Every line from the one with "yellow football sock in the photograph above." through the end of the entries below should be written out exactly; the pictures should not.
--- start INPUT ROWS ---
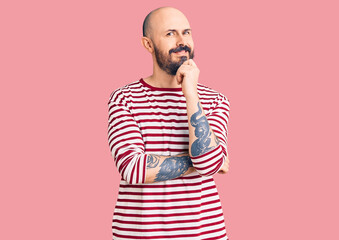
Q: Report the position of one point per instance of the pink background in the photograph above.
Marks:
(276, 61)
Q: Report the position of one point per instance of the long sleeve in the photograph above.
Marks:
(125, 141)
(211, 161)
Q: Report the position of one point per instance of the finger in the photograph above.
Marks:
(192, 63)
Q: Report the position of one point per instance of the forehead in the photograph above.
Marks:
(169, 19)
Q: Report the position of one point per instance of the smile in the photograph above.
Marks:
(183, 52)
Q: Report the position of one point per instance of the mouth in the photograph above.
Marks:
(183, 52)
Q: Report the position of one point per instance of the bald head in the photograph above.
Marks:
(158, 17)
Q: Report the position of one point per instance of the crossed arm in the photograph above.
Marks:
(207, 147)
(202, 139)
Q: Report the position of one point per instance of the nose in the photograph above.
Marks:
(180, 40)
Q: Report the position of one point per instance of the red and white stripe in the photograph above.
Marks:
(147, 120)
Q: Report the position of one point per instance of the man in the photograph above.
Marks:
(168, 137)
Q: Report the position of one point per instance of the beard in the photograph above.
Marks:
(165, 61)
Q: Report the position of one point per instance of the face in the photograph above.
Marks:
(172, 41)
(171, 61)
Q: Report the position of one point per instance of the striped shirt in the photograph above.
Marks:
(149, 120)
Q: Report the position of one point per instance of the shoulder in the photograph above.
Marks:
(119, 94)
(208, 92)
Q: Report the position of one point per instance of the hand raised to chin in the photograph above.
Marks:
(188, 75)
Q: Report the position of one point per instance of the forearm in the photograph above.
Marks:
(161, 168)
(201, 136)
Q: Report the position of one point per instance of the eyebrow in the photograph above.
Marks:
(174, 30)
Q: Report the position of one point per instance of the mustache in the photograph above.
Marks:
(180, 48)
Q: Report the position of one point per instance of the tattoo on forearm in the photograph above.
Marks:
(152, 161)
(202, 132)
(173, 167)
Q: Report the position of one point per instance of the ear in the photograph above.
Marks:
(147, 43)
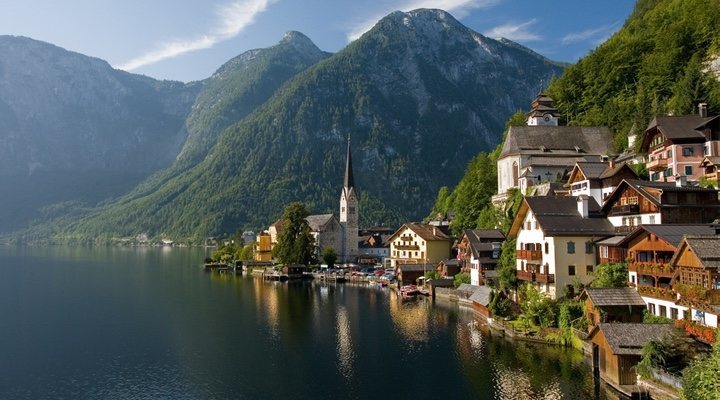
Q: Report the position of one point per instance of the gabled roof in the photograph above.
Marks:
(317, 222)
(670, 233)
(554, 141)
(611, 297)
(481, 296)
(642, 186)
(629, 338)
(705, 248)
(426, 231)
(481, 239)
(559, 216)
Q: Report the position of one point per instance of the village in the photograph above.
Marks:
(598, 258)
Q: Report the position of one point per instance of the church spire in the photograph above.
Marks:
(349, 182)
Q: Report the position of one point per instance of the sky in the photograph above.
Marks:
(188, 40)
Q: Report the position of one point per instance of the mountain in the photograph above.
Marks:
(73, 129)
(419, 95)
(235, 90)
(665, 59)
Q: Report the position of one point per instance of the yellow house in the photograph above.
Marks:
(263, 248)
(418, 244)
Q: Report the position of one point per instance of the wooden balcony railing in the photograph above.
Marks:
(528, 254)
(528, 276)
(657, 270)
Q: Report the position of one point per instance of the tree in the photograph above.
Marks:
(700, 379)
(610, 275)
(296, 244)
(329, 257)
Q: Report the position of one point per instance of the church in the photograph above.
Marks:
(329, 231)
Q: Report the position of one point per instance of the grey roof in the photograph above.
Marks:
(629, 338)
(555, 140)
(607, 297)
(317, 222)
(481, 295)
(559, 216)
(680, 127)
(466, 287)
(671, 233)
(481, 239)
(706, 248)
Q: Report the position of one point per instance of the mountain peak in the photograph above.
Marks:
(298, 40)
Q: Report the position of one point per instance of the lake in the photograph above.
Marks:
(150, 323)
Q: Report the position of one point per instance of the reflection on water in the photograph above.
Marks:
(150, 323)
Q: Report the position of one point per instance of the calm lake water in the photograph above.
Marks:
(116, 323)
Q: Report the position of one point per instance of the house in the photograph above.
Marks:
(617, 348)
(612, 305)
(709, 167)
(373, 247)
(598, 179)
(636, 202)
(419, 244)
(481, 301)
(408, 274)
(676, 145)
(479, 252)
(650, 249)
(542, 151)
(263, 247)
(697, 282)
(555, 241)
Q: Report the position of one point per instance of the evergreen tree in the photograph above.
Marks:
(296, 244)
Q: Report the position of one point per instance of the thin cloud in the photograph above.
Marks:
(459, 8)
(515, 32)
(597, 34)
(232, 19)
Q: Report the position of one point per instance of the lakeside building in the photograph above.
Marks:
(636, 202)
(542, 151)
(419, 244)
(598, 179)
(479, 252)
(677, 144)
(555, 241)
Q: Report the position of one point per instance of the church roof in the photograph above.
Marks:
(554, 141)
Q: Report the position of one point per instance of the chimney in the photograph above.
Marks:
(583, 205)
(702, 110)
(680, 180)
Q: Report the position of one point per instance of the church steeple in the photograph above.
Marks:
(349, 182)
(349, 213)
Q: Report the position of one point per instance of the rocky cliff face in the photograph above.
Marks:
(73, 128)
(419, 95)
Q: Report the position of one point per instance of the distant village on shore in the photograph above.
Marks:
(582, 210)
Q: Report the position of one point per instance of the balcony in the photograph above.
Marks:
(528, 254)
(407, 247)
(656, 270)
(657, 292)
(528, 276)
(627, 209)
(658, 164)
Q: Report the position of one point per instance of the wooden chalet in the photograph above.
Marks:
(612, 305)
(617, 347)
(697, 282)
(636, 202)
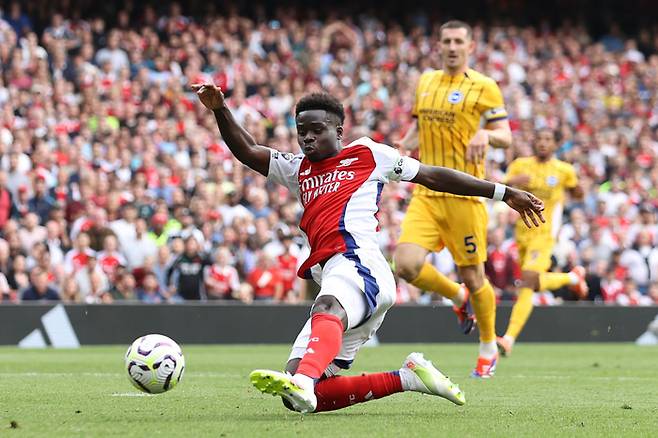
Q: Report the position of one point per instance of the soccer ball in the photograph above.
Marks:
(155, 363)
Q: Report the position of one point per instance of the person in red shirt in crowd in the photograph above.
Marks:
(221, 278)
(110, 260)
(6, 201)
(287, 266)
(78, 257)
(265, 280)
(502, 265)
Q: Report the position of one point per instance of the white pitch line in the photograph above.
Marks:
(39, 374)
(606, 378)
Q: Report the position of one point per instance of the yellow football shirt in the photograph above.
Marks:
(548, 181)
(450, 110)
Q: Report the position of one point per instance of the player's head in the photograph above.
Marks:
(545, 143)
(456, 44)
(319, 118)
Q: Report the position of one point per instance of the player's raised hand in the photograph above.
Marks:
(528, 205)
(477, 147)
(520, 181)
(210, 95)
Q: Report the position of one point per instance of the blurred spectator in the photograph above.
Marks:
(18, 277)
(502, 265)
(78, 257)
(5, 291)
(150, 291)
(41, 202)
(101, 135)
(6, 200)
(221, 279)
(124, 287)
(185, 275)
(39, 289)
(265, 280)
(109, 259)
(91, 281)
(141, 246)
(70, 292)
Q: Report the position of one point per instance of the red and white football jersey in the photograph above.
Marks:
(340, 195)
(110, 262)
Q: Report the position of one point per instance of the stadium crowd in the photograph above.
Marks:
(115, 184)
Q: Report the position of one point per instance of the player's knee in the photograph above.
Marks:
(330, 305)
(530, 279)
(406, 267)
(473, 279)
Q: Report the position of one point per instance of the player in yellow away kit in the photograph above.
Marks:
(548, 178)
(459, 113)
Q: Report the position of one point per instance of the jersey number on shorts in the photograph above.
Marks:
(471, 247)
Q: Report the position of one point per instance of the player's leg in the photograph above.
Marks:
(535, 257)
(484, 305)
(322, 336)
(416, 374)
(575, 279)
(466, 237)
(420, 236)
(520, 311)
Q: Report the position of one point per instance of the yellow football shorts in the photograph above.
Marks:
(460, 224)
(535, 253)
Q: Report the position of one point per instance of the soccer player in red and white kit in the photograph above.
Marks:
(339, 188)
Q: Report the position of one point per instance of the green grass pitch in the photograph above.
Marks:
(542, 390)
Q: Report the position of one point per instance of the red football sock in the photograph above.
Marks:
(342, 391)
(323, 345)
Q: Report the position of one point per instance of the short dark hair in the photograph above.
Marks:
(457, 24)
(555, 134)
(321, 101)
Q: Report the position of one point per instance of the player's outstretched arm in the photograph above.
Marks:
(442, 179)
(238, 140)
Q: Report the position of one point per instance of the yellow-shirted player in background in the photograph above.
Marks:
(549, 179)
(459, 113)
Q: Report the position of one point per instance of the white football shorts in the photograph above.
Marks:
(362, 282)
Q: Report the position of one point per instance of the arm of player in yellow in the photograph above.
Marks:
(515, 176)
(410, 140)
(443, 179)
(497, 126)
(572, 184)
(500, 134)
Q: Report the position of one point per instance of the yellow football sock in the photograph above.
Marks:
(484, 305)
(520, 312)
(553, 280)
(431, 279)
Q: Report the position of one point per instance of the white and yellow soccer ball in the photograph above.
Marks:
(155, 364)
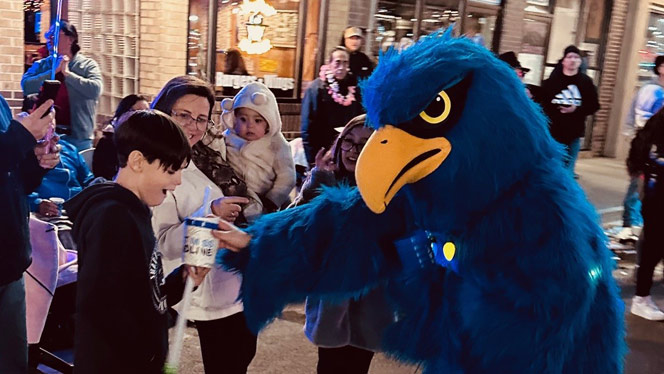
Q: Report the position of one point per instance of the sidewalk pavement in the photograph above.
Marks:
(282, 347)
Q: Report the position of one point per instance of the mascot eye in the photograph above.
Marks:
(438, 110)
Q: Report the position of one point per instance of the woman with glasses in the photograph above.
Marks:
(330, 100)
(340, 329)
(227, 345)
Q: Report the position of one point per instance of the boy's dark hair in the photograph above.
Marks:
(29, 102)
(180, 86)
(70, 30)
(155, 135)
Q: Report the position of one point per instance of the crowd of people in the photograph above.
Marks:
(157, 164)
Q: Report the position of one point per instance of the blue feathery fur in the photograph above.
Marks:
(532, 290)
--- end INPUT ROWS ---
SOLUTION TO THE EXERCISE
Q: Report the position of one point per instance of the yellow football sock in the photograph above.
Marks:
(484, 305)
(520, 312)
(553, 280)
(431, 279)
Q: Report the position of one point per instance of the white and yellow soccer ball in the photograph above.
Marks:
(155, 364)
Q: Report the position of one point per instance of the sidewalk pavement in the photograph above.
Marks:
(282, 347)
Q: Report the position of one point per instance of the mascot eye in the photograph above.
Marks:
(438, 110)
Q: Report the position of one point per instance of the woman with glasses in the photograph above.
Marks:
(330, 100)
(340, 329)
(227, 345)
Q: Report the position of one point per instance of the boy's dark hair in the photograph above.
Marks:
(29, 102)
(180, 86)
(70, 30)
(155, 135)
Q: Report the position of one point per instance of the crowd of people in the photograph above.
Marks:
(157, 164)
Q: Report the position of one point per instance of the blue feathery fur in the photograph above.
Marks:
(532, 290)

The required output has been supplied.